ACTION ITEM: Each record below must be retyped exactly, with nothing left out.

EXERCISE MATERIALS:
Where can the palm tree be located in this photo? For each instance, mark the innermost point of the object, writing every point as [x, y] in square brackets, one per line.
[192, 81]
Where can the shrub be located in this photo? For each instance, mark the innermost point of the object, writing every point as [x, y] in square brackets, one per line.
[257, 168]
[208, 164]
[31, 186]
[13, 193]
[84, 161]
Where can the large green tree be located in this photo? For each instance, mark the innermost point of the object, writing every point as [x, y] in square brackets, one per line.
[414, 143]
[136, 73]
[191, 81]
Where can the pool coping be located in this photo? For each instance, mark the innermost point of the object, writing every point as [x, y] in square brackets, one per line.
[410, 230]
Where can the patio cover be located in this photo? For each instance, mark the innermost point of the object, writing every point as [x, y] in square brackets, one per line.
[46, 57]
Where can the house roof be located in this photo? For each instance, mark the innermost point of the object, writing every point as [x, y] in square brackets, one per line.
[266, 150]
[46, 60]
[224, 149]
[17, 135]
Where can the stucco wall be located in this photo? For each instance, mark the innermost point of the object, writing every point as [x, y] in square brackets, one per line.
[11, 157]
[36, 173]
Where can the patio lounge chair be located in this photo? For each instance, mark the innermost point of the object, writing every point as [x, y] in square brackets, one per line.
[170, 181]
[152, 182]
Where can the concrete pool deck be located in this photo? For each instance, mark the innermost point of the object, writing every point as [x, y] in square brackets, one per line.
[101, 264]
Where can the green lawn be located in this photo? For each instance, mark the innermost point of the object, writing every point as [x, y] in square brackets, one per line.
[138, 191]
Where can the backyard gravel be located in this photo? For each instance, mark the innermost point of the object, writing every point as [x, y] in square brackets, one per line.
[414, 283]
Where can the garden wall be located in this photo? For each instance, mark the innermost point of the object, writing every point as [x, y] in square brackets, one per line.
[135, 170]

SOLUTION:
Where can the palm tree be located in this photo? For each instance, mark the innermost point of the object, writing every point as [x, y] in square brackets, one per line.
[192, 81]
Where can the shrub be located in this photo? For each instance, mark the innermost point of the object, writing every point as [x, y] in square brackets, one per line.
[257, 168]
[208, 164]
[31, 186]
[13, 193]
[84, 161]
Where can the large green tree be located in this photo? For each instance, mark the innermost point of the object, writing every point as [x, y] in square brackets, one per line.
[414, 143]
[136, 73]
[191, 81]
Where can the pool coping be located in this photo? For each instance, mark the innermost point of the object, writing every point as [x, y] in square brackets, one per line.
[410, 230]
Where can the patio cover be located in this photo? For each instance, mark the innermost point of the object, writing every point as [x, y] in square brackets, one per line.
[46, 57]
Where can the house roof be located in this photo? For each instance, mark the innermost point of the object, writing every point as [x, y] in square brackets, one per line.
[266, 150]
[46, 60]
[224, 149]
[17, 135]
Where can the stucco wall be located in this photo? For each instance, mark the innermost point of the object, writing every point as [x, y] in square brackets, one per line.
[11, 157]
[36, 173]
Where can the patio lounge chair be located in this photo? For each instance, mark the innermost point of the object, writing every point as [x, y] in square brackets, one per line.
[170, 181]
[152, 182]
Where can the concrete pool deck be located in this photo? For each instance, mark the innermost point of the object, writing every point as [x, y] in square brackets, one per line.
[101, 264]
Where can the green lawn be located in this photo? For each instance, mark the innermost point of the object, writing every point as [x, y] in square brackets, one per line.
[138, 191]
Where can the backyard gravel be located in this photo? For each instance, mark the innermost point of the object, writing every point as [x, y] in square brackets, one per line.
[414, 283]
Where can the garden wall be located in this photo? For each instance, mark the innermost point of the object, writing every point as [x, y] in square brackets, one per line.
[135, 170]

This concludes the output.